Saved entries
☆ ☆ ☆
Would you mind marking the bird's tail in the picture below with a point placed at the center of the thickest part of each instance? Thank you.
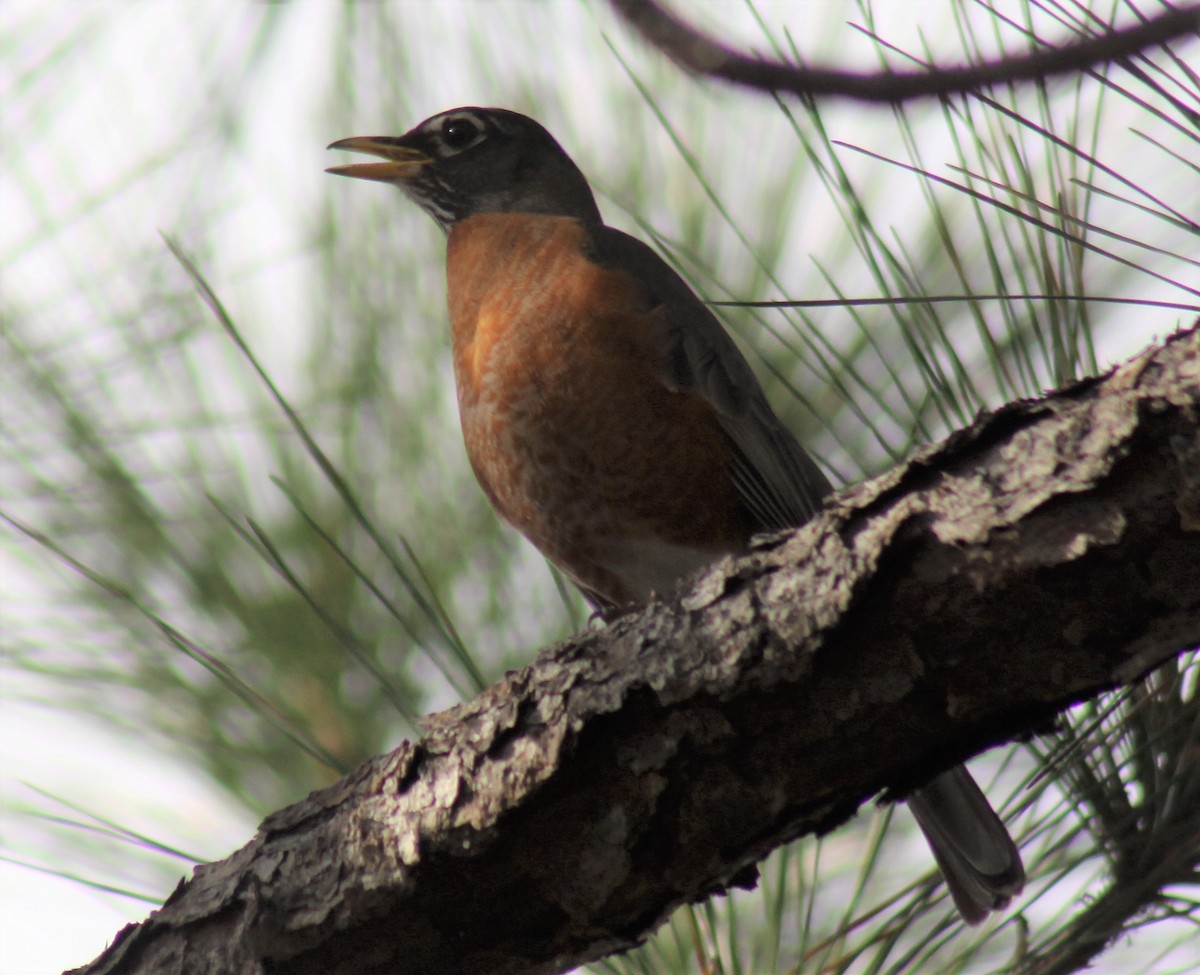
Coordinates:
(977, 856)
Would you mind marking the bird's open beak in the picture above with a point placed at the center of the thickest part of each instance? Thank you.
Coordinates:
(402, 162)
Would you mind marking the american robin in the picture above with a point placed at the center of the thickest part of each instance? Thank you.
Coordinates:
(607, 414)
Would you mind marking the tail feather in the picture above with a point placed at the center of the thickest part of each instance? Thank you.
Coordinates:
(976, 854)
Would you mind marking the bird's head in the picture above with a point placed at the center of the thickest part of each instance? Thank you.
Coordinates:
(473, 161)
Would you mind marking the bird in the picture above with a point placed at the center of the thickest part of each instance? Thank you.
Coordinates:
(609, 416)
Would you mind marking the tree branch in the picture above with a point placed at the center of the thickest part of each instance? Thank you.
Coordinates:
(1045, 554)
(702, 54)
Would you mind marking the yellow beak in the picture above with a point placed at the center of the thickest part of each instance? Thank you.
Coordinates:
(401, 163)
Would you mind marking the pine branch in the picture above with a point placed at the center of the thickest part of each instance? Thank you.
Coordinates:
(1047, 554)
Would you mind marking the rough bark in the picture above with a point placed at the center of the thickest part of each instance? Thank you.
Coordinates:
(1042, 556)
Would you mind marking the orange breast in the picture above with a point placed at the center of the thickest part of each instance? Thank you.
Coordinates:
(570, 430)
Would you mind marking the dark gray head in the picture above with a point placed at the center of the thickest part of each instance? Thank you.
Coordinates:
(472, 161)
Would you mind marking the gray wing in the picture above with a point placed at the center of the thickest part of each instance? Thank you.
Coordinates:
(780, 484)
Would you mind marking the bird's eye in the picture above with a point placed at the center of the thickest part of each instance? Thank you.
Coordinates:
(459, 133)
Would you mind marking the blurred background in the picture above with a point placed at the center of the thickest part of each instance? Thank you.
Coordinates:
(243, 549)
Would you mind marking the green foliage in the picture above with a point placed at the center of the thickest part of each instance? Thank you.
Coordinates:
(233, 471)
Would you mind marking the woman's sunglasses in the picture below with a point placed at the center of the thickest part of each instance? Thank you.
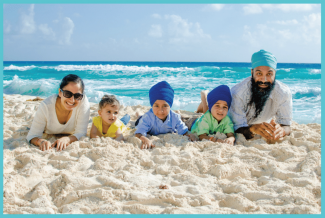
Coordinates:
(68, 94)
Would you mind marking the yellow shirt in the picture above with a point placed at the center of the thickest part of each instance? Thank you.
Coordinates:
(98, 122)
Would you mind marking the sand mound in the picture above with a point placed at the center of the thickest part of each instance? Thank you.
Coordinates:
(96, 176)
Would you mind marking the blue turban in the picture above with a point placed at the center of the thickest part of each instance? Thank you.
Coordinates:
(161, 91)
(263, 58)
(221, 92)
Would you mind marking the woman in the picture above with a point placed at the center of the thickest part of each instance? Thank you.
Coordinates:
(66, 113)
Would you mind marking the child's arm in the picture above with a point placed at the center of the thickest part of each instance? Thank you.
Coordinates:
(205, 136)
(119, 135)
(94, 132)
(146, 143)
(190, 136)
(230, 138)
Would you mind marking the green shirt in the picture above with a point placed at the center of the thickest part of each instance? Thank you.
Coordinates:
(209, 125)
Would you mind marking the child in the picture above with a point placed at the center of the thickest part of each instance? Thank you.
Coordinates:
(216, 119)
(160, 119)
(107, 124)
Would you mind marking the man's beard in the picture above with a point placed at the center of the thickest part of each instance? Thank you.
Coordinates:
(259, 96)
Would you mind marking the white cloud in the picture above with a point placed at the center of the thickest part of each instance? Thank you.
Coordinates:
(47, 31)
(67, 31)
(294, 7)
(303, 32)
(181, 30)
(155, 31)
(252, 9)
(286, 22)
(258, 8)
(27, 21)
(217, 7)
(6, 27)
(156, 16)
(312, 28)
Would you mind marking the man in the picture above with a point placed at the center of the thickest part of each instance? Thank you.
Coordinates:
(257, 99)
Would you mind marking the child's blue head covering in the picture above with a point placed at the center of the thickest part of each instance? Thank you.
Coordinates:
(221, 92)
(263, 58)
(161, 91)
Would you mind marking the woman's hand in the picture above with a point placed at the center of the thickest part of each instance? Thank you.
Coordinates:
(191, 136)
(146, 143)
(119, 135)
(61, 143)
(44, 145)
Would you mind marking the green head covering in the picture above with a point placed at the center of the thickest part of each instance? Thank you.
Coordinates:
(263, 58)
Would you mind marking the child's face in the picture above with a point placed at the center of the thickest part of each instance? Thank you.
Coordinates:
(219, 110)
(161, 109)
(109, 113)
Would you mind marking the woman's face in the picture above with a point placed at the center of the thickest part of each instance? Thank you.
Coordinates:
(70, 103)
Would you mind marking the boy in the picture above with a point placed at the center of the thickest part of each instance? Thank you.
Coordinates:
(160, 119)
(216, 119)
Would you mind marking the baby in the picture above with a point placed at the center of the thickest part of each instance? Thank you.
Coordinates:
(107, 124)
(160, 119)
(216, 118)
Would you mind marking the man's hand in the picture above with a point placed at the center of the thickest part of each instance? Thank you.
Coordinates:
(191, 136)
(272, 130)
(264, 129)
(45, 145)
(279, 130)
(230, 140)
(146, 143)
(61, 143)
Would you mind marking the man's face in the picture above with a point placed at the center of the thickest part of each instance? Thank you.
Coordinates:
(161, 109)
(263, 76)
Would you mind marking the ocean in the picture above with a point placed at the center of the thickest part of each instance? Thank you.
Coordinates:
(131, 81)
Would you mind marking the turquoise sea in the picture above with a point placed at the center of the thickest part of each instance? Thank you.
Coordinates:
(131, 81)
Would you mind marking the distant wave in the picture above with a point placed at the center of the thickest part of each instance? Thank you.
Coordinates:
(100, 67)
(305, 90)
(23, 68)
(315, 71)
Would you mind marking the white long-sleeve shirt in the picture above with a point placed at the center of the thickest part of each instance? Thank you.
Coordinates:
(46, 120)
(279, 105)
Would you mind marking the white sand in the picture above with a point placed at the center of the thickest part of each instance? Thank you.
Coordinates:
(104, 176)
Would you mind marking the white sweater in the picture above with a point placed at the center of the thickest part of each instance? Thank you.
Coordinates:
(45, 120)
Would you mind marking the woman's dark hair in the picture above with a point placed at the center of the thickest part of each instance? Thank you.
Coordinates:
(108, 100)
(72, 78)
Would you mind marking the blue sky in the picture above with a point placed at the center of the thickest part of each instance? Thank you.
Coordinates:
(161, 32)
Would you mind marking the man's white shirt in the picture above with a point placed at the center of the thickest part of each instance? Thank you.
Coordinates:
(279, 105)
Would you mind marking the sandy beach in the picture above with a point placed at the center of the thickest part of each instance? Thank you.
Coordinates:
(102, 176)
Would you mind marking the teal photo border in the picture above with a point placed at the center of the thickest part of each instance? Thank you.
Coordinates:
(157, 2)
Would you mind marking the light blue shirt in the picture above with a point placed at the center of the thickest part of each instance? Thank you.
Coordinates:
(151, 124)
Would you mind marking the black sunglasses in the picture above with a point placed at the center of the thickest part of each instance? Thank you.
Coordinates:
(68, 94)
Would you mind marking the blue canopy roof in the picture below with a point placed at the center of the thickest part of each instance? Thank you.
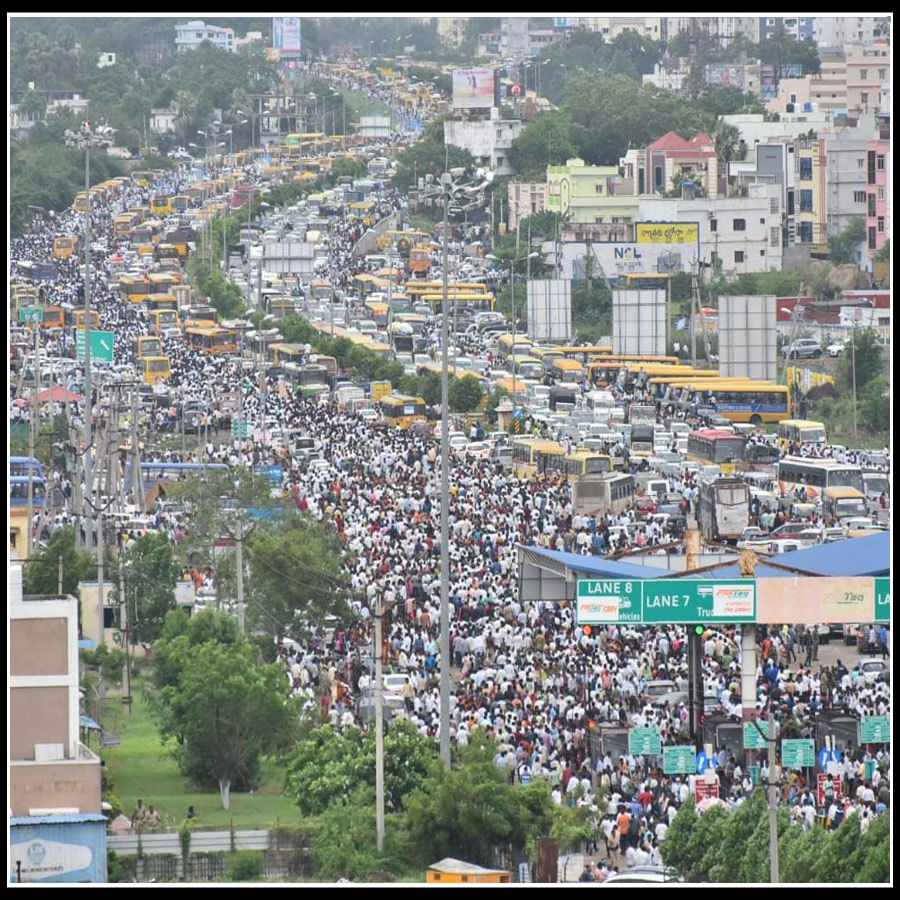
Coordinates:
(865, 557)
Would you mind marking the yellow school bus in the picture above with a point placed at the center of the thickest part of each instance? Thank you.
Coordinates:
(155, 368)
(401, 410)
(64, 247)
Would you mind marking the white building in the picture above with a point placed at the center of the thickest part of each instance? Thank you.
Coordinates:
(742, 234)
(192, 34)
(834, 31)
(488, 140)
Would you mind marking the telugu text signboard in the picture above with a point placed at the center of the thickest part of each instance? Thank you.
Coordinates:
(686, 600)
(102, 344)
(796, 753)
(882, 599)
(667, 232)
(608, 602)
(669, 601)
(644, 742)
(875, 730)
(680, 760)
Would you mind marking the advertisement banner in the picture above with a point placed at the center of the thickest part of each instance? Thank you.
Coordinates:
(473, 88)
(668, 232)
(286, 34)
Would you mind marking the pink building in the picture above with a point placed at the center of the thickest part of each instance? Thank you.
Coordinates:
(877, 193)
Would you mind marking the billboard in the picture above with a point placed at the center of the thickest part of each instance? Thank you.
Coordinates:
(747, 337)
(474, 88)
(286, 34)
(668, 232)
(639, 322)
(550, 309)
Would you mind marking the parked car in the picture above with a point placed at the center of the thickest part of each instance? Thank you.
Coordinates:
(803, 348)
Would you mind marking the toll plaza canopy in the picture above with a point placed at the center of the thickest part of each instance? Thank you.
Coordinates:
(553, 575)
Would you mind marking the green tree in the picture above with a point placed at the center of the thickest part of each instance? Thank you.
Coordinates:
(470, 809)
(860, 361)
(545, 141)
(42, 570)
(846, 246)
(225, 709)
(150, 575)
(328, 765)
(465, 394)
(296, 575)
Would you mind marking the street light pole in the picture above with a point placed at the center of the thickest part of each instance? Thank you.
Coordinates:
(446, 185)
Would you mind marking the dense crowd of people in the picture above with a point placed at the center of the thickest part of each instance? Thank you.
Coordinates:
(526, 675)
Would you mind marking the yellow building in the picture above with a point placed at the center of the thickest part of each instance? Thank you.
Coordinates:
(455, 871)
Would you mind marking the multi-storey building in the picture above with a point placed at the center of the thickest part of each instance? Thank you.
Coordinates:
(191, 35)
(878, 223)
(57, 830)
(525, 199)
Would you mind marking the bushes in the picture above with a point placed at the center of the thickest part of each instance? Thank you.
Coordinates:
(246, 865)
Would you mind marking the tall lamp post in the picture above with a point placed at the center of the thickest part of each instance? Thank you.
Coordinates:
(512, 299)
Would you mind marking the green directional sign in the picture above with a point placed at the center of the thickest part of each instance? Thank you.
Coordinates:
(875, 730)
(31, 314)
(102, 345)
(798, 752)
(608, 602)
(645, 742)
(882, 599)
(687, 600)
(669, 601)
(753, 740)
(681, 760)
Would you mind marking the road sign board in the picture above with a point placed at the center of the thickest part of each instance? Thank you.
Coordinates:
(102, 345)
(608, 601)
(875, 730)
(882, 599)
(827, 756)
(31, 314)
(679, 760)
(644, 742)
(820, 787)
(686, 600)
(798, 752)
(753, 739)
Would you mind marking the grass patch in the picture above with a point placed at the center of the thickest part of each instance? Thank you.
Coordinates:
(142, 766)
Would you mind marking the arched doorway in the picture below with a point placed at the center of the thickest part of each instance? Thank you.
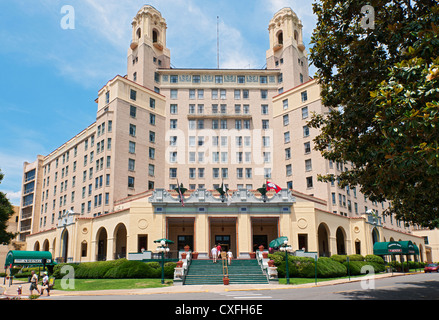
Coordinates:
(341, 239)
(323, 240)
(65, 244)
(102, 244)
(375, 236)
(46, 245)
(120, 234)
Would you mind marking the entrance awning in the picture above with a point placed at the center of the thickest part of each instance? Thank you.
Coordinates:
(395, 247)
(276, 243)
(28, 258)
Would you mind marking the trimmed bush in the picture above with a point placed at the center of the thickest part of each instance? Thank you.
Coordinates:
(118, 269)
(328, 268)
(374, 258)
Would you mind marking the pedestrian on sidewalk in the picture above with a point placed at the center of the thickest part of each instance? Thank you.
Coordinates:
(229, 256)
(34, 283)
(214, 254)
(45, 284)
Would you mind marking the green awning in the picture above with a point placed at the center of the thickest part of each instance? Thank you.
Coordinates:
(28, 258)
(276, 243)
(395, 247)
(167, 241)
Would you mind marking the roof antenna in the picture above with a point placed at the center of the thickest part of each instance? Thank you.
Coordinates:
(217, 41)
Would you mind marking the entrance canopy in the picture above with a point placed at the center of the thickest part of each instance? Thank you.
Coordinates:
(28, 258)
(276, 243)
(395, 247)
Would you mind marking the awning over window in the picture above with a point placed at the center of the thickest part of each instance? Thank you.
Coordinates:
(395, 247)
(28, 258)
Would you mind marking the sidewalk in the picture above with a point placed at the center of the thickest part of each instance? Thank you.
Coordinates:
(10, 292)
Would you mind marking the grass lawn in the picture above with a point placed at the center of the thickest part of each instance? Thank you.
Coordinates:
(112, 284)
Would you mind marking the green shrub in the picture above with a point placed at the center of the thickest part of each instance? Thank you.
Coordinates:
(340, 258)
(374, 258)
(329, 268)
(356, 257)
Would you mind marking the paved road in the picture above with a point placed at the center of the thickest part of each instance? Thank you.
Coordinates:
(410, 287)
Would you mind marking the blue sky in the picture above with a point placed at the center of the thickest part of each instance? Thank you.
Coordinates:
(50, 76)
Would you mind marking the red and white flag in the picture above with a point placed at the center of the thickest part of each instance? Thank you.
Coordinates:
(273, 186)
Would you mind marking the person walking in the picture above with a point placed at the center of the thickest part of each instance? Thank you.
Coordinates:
☆ ☆ ☆
To do:
Would you please copy all lines in the data that contain the word "beak"?

Task output:
Would you mind marking the bird's open beak in the picture above with a point placed at the center of the thickest part of each instance? Thank you.
Would you mind marking the yellow beak in the picture above with a point placed at the center of the thickest part of each instance? Thank you.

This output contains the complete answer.